_Given passage_.
No change to application or database servers

Expressiveness

Supports most common SQL queries (equality, range, ORDER BY)

Efficiency

~25% overhead

Standard vs Property-Preserving

Standard Encryption

Leaks nothing except size. Cannot perform equality or range queries on ciphertext.

Equality-Preserving

Preserves equality. Leaks equality and frequency - same plaintext → same ciphertext; attacker sees frequency histogram.

Order-Preserving

Preserves order. Leaks order and frequency - plaintext order = ciphertext order.

Security Tradeoff

PPE trades security for functionality. Leaked information enables inference attacks.

03 //

PPE Leakage in Practice

Electronic Medical Records (EMR) study: 200 hospitals, 12,975 to 121,664 patients. Attributes include sex, race, age, mortality risk, disease severity, length of stay, etc. Inference attack: encrypted data + auxiliary data (e.g. public demographics) → recover plaintext.

Sensitive Attributes

Patient-sensitive: Sex, race, age, admission month, payer, disease, etc. Hospital-sensitive: Patient died, length of stay, mortality risk, disease severity, diagnostic category.

04 //

Attacks on PPE

Equality-Preserving: Frequency Analysis

Match ciphertext frequency histogram to auxiliary plaintext histogram. Ciphertext with frequency 10 maps to plaintext with frequency 11 (closest match). Classical technique (e.g. Al-Kindi 9th century).

Equality-Preserving: lp-Optimization Attack (CCS 2015)

Naveed, Kamara, Wright

Find assignment from ciphertext to plaintext that minimizes cost (e.g. histogram distance). Reduces to Linear Sum Assignment Problem (LSAP) - solved in O(n³) with Hungarian algorithm. Better recovery than simple frequency matching.

Equality-Preserving Attack Results (200 hospitals)

Sex: 100% patients, 95% hospitals. Patient Died: 100% patients, 100% hospitals. Mortality Risk: 100% patients, 99% hospitals. Age: 10% patients, 85% hospitals. Length of Stay: 83% patients, 50% hospitals. Major Diagnostic Category: 40% patients, 28% hospitals.

_Record extracts_.
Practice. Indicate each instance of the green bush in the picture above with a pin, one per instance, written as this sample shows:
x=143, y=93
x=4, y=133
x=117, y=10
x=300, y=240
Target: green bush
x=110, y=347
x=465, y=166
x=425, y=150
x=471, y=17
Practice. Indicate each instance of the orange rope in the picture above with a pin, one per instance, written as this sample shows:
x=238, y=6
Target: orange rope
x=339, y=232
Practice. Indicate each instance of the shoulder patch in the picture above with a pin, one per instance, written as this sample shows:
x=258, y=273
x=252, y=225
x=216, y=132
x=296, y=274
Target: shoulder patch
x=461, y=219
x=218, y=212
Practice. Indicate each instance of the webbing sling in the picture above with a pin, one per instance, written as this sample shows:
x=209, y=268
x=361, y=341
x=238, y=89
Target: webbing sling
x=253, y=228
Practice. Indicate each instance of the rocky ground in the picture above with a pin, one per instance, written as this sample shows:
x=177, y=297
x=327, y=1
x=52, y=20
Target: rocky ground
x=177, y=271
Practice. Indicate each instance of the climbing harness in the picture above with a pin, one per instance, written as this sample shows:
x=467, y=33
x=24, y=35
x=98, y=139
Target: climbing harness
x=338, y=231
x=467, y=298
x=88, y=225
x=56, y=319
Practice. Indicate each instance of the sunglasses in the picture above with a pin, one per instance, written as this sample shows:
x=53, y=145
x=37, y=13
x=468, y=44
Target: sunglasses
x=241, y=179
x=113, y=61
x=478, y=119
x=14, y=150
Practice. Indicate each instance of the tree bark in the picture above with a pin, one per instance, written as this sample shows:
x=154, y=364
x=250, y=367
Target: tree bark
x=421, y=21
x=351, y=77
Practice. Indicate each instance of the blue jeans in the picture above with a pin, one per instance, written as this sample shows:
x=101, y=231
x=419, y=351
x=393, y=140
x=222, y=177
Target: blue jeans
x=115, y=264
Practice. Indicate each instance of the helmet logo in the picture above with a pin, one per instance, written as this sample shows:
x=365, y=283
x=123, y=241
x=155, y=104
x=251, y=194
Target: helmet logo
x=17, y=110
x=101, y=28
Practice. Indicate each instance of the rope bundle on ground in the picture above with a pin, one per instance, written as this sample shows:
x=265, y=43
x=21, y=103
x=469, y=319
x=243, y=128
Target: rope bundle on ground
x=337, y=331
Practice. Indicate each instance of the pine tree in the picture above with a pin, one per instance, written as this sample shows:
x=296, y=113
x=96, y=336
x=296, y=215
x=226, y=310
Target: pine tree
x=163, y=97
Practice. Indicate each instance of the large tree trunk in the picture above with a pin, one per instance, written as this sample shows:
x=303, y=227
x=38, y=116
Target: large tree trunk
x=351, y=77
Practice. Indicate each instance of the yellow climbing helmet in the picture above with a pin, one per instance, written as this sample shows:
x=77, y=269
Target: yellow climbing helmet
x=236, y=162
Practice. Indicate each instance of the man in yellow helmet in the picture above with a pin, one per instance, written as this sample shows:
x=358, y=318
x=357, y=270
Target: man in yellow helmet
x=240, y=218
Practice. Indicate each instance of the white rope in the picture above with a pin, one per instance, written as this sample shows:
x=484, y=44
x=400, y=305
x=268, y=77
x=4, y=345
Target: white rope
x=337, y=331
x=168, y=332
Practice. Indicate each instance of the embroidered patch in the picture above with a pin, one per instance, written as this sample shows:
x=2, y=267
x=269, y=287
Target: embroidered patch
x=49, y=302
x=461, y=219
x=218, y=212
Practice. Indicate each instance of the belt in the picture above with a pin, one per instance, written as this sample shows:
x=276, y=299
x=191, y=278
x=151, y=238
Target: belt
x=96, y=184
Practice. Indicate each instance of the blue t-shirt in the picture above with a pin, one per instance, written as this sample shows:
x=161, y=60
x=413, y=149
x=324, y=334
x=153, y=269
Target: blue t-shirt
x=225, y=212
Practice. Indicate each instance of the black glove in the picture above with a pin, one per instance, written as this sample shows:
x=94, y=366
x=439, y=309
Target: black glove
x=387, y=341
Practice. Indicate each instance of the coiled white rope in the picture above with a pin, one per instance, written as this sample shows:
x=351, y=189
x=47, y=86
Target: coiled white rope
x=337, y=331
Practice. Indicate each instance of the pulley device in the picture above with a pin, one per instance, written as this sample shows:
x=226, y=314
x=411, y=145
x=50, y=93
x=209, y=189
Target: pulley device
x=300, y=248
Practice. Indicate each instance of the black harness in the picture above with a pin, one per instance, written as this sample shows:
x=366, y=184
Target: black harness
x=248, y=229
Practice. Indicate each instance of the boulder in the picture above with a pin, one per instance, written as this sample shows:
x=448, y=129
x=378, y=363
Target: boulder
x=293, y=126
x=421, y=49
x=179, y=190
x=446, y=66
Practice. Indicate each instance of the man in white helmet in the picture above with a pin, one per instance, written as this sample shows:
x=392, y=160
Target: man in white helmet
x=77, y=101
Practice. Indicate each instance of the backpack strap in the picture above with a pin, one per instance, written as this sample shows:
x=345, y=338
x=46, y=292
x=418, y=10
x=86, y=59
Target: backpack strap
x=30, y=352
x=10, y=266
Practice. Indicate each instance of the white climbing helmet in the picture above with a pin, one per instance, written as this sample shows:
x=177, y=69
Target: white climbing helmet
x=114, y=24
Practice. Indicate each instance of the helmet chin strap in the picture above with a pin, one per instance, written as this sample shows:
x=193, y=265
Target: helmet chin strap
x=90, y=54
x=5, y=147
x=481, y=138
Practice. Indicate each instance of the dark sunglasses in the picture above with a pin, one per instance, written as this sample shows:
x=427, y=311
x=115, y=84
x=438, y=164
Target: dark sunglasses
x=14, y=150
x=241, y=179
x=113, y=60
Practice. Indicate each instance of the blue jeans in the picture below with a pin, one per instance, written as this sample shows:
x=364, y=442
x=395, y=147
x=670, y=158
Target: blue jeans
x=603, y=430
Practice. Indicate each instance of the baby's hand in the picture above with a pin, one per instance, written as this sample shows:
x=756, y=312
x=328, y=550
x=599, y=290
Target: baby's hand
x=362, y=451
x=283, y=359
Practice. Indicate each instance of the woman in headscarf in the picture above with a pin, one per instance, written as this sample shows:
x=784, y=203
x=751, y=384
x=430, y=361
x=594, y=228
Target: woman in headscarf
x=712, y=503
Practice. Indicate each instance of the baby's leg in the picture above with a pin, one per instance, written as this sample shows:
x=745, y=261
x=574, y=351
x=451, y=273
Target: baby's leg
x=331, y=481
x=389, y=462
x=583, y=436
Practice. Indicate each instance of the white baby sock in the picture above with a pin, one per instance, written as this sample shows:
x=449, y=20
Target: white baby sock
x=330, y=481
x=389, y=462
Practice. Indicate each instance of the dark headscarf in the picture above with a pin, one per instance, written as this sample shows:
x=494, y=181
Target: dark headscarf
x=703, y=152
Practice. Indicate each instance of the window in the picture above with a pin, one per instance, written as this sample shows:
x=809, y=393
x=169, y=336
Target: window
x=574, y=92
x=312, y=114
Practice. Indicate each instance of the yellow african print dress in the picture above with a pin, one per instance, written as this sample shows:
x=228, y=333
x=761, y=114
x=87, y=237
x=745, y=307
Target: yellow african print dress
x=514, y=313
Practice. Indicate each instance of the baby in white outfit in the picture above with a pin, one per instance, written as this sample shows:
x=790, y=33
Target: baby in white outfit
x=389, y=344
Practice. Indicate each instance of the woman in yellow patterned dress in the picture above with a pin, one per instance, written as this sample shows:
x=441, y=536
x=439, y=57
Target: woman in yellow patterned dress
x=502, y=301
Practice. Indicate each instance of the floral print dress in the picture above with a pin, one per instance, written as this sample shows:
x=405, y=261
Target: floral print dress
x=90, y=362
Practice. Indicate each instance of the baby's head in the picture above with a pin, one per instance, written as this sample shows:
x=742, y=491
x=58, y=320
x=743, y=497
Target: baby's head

_Required work_.
1. Edit the passage on property-preserving encryption, beginning at the words "Electronic Medical Records" and stopping after "Al-Kindi 9th century).", so that "auxiliary" becomes "background".
2. According to the passage on property-preserving encryption, why does equality-preserving encryption leak frequency?
The items have no connection to the passage on property-preserving encryption.

_Solutions for each task_.
1.
Electronic Medical Records (EMR) study: 200 hospitals, 12,975 to 121,664 patients. Attributes include sex, race, age, mortality risk, disease severity, length of stay, etc. Inference attack: encrypted data + background data (e.g. public demographics) → recover plaintext.

Sensitive Attributes

Patient-sensitive: Sex, race, age, admission month, payer, disease, etc. Hospital-sensitive: Patient died, length of stay, mortality risk, disease severity, diagnostic category.

04 //

Attacks on PPE

Equality-Preserving: Frequency Analysis

Match ciphertext frequency histogram to background plaintext histogram. Ciphertext with frequency 10 maps to plaintext with frequency 11 (closest match). Classical technique (e.g. Al-Kindi 9th century).

2. Under equality-preserving encryption, the same plaintext always produces the same ciphertext. An attacker can therefore see the frequency histogram of the ciphertexts.